• **Problem description**:
Continue the text about Charles Li's company Micro Connect and the pharmacy sales it tracked in China, starting right after its last sentence.

• **Text**:
When China started rolling back its zero-COVID policy, the early official numbers on the disease’s spread were so low that they were publicly ridiculed. But on a screen in his Hong Kong office in December 2022, Charles Li could see signs that more people were becoming ill.
Li’s information was coming from Micro Connect, a company he founded in 2021 after leaving his high-profile job as head of Hong Kong’s stock exchange. It has financed more than 10,000 small stores — including pharmacies — in 270 cities across China. In return, they hand over a fixed percentage of their revenue every day.
That provides a window into their takings. “We started to observe a very visible [rise]” in pharmacies’ sales, Li tells the Financial Times. “That’s right after the big opening, and the sudden opening,” he adds, referring to Chinese President Xi Jinping‘s decision to ease pandemic rules earlier that December. “The disease was spreading much, much faster.”

• **Information supplied**:
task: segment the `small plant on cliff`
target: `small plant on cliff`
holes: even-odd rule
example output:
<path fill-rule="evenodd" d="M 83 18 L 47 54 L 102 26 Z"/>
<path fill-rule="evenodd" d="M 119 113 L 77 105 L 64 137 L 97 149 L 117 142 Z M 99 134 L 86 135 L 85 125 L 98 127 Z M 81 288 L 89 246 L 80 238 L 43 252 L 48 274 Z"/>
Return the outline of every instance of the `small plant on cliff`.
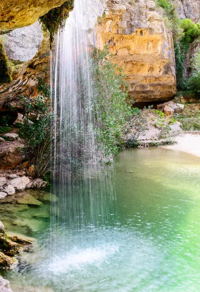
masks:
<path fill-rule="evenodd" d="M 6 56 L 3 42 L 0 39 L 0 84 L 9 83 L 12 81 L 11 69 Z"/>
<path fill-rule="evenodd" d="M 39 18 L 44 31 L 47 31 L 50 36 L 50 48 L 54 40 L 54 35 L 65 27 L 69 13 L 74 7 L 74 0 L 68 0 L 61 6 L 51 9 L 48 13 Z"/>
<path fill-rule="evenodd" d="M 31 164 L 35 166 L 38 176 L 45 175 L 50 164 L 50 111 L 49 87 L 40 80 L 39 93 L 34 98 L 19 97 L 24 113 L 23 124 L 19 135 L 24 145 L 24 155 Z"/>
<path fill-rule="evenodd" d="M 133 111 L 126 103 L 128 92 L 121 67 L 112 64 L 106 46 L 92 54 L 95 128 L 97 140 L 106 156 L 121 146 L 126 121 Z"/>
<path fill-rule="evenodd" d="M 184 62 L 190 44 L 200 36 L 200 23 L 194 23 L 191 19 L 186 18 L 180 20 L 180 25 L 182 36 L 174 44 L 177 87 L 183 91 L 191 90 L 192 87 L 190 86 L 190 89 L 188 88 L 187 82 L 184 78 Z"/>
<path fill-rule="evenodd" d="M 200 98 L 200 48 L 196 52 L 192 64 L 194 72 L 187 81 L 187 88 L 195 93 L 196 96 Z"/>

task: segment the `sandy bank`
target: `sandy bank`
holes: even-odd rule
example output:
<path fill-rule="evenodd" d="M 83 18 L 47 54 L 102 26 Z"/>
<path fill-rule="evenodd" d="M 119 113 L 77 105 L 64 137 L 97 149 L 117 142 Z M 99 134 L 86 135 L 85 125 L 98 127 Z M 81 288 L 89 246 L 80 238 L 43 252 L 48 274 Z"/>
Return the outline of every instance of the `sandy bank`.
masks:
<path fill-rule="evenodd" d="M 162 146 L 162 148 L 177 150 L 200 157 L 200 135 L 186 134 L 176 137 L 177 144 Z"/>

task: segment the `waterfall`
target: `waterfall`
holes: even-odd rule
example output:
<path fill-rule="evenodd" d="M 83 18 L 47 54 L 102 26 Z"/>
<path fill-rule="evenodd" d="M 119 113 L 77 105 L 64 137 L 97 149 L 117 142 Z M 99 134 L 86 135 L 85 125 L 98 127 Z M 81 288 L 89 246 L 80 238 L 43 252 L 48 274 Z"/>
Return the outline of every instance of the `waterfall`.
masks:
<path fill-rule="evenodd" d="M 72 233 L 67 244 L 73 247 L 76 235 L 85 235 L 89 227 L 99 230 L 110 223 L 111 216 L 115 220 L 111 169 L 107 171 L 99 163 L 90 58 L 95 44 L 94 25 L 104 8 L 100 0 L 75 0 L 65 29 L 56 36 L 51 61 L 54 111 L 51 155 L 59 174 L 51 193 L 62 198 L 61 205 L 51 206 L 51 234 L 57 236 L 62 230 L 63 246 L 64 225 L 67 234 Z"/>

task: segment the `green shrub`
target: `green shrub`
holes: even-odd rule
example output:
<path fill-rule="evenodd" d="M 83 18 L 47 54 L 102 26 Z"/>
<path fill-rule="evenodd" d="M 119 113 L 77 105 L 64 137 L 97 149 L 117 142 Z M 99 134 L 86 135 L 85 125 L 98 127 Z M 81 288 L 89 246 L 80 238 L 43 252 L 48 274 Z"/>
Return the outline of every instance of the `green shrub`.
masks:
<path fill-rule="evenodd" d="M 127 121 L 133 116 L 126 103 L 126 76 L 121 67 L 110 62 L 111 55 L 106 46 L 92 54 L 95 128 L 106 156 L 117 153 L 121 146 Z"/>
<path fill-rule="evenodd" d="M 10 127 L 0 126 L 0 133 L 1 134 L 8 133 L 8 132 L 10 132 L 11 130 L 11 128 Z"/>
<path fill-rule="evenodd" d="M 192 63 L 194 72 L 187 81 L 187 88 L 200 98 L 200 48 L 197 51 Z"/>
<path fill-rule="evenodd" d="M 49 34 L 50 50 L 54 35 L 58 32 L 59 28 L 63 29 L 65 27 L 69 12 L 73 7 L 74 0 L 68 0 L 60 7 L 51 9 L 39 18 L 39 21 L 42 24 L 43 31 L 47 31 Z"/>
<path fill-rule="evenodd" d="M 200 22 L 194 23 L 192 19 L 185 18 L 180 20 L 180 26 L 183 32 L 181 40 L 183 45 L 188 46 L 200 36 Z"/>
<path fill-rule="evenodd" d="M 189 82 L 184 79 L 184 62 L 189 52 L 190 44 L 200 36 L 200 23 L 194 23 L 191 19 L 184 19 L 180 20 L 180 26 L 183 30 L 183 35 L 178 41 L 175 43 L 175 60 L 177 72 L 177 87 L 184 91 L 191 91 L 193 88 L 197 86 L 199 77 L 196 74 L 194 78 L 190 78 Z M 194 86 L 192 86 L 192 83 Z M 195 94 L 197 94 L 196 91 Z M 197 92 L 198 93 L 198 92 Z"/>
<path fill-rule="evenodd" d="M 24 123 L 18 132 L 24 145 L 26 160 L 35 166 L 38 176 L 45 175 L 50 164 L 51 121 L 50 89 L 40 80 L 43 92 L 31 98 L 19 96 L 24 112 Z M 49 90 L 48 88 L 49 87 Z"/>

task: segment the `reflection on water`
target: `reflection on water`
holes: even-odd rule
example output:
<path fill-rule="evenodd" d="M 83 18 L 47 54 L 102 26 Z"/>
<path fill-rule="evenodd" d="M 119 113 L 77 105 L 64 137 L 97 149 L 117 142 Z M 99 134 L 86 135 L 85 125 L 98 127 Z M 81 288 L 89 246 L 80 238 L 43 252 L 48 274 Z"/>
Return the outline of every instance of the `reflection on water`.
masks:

...

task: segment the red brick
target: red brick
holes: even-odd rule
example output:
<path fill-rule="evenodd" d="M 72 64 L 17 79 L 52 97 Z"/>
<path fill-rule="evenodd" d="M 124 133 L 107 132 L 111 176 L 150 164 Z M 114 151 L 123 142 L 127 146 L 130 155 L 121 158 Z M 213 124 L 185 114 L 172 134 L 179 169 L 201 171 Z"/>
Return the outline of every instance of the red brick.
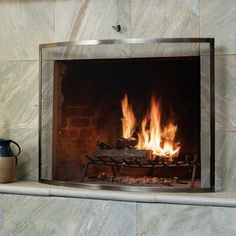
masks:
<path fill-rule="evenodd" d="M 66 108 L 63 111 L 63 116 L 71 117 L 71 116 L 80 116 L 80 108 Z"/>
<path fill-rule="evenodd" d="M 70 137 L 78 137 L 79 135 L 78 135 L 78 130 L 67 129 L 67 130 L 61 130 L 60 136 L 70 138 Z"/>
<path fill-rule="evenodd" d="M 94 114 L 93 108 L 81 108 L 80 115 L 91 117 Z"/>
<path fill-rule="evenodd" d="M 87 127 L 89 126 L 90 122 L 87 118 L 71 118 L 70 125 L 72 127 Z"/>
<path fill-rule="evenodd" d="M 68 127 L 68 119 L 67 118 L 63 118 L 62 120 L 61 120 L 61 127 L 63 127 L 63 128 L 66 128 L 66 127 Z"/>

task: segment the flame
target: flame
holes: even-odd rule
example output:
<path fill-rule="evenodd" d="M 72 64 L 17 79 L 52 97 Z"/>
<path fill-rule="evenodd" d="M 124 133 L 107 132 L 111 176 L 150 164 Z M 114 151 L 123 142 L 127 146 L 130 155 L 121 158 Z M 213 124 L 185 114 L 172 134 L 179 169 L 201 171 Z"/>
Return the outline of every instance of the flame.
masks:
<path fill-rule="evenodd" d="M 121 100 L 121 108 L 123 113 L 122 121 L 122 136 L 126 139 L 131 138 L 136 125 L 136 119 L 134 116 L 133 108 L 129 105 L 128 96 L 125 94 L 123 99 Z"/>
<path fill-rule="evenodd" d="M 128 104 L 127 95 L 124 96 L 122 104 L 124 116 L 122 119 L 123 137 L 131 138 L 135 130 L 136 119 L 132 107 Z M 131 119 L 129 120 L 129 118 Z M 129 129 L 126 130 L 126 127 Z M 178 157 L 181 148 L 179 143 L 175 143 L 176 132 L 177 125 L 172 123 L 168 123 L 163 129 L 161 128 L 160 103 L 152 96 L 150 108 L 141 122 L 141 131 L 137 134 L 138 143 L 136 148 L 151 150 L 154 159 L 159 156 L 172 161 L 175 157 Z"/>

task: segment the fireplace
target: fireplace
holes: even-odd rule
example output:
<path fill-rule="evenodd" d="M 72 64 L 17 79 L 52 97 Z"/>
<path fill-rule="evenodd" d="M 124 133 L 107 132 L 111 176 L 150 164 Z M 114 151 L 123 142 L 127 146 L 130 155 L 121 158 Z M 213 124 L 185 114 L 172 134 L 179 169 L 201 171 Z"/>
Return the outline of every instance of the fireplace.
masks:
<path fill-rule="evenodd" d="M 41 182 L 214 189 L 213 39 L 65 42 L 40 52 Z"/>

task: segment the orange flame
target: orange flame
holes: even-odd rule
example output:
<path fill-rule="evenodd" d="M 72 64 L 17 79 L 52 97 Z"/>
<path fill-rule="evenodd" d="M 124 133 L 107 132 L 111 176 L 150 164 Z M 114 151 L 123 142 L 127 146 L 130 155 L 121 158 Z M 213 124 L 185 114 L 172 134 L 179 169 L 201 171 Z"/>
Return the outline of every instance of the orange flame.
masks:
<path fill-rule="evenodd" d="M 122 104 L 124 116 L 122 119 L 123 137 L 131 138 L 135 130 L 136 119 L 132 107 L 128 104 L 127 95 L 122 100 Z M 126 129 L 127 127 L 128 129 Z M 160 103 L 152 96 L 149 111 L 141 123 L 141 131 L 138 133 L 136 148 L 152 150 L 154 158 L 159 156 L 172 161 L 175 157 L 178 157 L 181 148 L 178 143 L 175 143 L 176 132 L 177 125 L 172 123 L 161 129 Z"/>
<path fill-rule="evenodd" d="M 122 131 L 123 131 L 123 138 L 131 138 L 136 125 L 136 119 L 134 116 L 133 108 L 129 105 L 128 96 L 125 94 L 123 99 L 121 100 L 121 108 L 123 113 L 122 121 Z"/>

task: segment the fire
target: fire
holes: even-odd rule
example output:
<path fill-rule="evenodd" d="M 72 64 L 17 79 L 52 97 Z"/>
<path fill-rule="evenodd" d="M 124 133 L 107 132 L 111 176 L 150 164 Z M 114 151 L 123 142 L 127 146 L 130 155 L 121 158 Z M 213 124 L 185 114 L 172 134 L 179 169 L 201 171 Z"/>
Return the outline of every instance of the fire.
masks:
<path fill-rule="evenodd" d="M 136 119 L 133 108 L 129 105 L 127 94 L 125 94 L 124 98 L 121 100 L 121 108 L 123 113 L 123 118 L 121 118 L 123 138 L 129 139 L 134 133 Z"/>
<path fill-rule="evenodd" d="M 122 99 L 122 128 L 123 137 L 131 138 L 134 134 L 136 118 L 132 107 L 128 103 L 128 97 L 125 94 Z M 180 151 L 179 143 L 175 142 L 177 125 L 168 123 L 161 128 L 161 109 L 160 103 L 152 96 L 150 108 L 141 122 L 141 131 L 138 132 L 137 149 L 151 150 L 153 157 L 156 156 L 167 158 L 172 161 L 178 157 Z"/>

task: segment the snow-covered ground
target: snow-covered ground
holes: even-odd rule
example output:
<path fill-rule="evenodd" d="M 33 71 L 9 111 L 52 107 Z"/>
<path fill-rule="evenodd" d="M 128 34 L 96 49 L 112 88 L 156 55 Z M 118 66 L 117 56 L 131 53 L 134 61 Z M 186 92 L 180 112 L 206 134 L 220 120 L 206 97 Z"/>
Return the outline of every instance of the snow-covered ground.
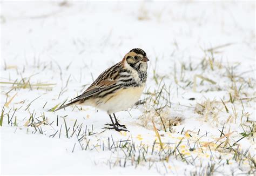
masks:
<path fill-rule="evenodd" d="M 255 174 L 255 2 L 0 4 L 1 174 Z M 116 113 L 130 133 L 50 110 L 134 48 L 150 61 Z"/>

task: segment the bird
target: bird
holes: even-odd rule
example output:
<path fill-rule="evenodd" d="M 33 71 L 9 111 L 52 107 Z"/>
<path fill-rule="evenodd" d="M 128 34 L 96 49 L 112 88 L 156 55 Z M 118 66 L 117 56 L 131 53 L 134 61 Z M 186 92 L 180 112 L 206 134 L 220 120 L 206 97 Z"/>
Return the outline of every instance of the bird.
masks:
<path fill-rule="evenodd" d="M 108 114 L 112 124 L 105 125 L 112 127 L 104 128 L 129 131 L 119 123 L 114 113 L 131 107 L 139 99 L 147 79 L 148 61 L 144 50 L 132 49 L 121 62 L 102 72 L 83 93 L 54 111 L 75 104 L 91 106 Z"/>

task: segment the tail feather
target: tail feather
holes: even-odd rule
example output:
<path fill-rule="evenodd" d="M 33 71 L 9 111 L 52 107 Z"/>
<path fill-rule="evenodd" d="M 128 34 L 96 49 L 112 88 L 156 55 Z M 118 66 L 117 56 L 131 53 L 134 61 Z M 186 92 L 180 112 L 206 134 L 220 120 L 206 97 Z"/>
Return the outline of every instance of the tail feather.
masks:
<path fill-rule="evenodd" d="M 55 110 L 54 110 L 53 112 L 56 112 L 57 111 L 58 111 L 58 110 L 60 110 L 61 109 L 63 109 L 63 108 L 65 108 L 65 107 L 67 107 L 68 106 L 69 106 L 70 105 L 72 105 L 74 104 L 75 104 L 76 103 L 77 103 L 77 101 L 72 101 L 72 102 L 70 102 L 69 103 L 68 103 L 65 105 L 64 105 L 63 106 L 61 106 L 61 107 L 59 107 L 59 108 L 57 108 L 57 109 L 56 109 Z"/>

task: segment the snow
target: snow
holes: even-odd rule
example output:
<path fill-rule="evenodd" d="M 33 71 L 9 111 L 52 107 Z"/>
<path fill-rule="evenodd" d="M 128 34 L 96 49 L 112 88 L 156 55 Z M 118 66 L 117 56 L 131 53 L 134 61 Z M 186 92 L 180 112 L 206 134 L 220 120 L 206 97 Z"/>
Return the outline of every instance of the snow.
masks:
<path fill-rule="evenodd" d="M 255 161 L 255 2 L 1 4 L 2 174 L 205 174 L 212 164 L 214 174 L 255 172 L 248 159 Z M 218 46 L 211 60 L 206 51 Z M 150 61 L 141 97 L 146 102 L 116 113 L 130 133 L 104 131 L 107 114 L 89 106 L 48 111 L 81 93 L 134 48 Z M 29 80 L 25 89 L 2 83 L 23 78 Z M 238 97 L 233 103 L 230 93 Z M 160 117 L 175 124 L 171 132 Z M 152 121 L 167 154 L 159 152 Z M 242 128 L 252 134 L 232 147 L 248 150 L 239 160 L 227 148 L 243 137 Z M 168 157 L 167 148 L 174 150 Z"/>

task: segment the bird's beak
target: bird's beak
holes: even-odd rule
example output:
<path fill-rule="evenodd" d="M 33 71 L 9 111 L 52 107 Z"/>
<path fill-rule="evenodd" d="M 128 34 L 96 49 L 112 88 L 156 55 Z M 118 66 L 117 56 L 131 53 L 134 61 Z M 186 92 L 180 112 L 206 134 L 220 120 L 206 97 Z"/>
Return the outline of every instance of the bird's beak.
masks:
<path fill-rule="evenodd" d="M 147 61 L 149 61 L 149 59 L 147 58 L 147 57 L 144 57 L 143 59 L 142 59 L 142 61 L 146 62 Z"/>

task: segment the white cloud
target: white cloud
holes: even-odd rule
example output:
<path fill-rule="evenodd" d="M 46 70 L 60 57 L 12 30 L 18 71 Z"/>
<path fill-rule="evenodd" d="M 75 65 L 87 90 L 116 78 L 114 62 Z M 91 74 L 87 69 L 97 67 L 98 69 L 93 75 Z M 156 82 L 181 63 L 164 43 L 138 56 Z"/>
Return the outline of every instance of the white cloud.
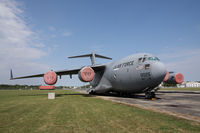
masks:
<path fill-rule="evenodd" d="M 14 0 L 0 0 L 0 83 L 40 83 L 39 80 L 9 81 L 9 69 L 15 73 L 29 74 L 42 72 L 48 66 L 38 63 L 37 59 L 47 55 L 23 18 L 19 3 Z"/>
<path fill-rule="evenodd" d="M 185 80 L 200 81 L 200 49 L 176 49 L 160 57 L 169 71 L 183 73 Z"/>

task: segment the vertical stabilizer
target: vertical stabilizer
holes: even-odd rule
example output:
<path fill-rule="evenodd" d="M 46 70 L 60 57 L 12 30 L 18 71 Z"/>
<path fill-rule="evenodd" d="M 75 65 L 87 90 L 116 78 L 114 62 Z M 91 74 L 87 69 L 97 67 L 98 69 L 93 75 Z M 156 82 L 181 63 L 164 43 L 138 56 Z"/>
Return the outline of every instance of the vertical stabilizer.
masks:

• **Answer section**:
The episode is one of many examples of how Li’s new enterprise has built up a wealth of real-time, unfiltered data on how Chinese consumers are spending their money, drawing praise from economists frustrated at the growing opacity and unreliability of official statistics.
Its daily payments come from a diverse range of shops including hair salons, car washes, karaoke bars, convenience stores and noodle restaurants. As well as being a gold mine for data, Li’s company has turned those streams of repayments into tradable financial instruments, bundling them into packages that can be split into different tranches for sale to investors. In December, for the first time, a proposed loan secured against small shops’ remittances was given a preliminary credit rating — a solid “A.”